→ Given task:
Report every line below that contains the string "green", copying each such line in full.

→ Records to process:

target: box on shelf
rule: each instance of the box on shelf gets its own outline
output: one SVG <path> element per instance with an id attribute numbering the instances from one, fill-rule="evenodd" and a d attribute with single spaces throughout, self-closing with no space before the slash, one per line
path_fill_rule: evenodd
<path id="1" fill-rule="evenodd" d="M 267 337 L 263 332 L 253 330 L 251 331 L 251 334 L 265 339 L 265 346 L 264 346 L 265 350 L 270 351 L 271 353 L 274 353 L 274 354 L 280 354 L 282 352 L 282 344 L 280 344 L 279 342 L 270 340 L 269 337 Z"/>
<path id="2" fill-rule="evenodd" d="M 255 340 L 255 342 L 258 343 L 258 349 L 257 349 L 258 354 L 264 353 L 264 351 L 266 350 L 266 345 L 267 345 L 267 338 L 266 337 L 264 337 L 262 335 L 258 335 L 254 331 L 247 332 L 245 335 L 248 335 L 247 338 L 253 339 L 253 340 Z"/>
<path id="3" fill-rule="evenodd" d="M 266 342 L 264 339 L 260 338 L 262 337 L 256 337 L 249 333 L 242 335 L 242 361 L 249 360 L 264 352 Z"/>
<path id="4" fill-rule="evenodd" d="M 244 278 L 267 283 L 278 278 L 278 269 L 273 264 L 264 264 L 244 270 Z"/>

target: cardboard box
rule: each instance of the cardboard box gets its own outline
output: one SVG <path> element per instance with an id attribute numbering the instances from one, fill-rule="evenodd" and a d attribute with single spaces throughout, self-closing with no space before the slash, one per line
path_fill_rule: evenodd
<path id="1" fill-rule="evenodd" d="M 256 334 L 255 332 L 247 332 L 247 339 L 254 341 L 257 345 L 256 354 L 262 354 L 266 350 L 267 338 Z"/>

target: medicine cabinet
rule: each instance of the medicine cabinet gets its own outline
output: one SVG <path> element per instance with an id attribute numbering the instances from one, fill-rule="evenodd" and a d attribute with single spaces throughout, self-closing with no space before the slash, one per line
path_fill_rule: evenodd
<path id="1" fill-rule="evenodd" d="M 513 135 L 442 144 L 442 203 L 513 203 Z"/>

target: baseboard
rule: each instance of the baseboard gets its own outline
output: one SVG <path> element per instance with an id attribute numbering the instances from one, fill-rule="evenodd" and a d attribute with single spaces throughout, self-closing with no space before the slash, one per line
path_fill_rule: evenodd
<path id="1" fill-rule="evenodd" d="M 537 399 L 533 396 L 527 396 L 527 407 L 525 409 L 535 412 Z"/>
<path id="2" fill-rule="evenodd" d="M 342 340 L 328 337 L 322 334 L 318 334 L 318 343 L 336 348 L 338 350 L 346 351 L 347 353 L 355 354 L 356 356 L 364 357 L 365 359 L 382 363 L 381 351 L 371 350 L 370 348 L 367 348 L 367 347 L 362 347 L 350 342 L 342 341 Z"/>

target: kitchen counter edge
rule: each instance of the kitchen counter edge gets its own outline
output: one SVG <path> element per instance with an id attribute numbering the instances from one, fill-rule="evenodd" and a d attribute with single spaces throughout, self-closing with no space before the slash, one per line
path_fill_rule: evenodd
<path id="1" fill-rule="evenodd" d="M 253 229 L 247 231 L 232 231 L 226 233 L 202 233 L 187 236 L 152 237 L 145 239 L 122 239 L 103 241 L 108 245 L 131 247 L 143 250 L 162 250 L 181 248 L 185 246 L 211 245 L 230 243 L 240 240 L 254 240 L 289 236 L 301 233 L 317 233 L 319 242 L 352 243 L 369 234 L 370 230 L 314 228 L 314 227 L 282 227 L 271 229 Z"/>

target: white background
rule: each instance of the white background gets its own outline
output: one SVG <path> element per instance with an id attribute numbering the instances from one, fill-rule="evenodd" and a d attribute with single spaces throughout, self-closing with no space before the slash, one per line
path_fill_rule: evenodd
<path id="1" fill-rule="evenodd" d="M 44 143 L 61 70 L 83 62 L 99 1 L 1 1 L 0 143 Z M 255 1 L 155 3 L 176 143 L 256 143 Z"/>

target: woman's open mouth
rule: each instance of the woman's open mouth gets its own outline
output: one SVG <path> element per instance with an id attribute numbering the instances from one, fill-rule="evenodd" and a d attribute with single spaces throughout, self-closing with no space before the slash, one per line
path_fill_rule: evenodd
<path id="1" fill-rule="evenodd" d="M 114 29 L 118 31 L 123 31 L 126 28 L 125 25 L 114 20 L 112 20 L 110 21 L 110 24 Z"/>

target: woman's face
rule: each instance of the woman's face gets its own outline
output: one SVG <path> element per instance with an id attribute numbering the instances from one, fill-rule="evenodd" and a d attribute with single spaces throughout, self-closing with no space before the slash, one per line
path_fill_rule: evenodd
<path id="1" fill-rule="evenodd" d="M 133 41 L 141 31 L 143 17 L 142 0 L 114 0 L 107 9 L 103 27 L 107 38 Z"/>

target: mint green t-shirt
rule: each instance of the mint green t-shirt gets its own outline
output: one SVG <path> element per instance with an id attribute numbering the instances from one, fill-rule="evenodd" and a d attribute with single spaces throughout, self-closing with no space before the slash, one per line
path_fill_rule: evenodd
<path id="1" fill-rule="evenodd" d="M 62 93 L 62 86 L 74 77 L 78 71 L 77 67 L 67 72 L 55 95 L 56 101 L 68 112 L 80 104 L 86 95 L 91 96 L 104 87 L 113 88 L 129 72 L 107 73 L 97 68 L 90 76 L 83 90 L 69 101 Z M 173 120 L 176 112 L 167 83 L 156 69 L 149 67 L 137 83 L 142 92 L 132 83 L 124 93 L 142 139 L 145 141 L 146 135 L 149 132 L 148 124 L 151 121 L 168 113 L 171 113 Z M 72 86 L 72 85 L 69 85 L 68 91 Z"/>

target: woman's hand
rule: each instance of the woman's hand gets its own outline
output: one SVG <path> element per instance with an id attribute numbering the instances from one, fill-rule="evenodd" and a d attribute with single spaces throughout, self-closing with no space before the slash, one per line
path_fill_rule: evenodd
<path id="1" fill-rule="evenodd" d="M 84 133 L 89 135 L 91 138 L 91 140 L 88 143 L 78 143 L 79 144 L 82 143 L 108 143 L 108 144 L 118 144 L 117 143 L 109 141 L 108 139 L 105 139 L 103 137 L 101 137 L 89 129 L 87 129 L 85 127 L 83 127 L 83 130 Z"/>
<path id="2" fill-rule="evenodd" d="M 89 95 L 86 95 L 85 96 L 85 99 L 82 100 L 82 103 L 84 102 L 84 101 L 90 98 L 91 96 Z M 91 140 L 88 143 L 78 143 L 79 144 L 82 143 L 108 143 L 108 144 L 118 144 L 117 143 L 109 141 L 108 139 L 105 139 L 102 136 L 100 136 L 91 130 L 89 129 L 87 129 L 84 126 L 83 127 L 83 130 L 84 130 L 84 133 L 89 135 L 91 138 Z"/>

→ Result for this task:
target: mint green t-shirt
rule: each instance of the mint green t-shirt gets its own outline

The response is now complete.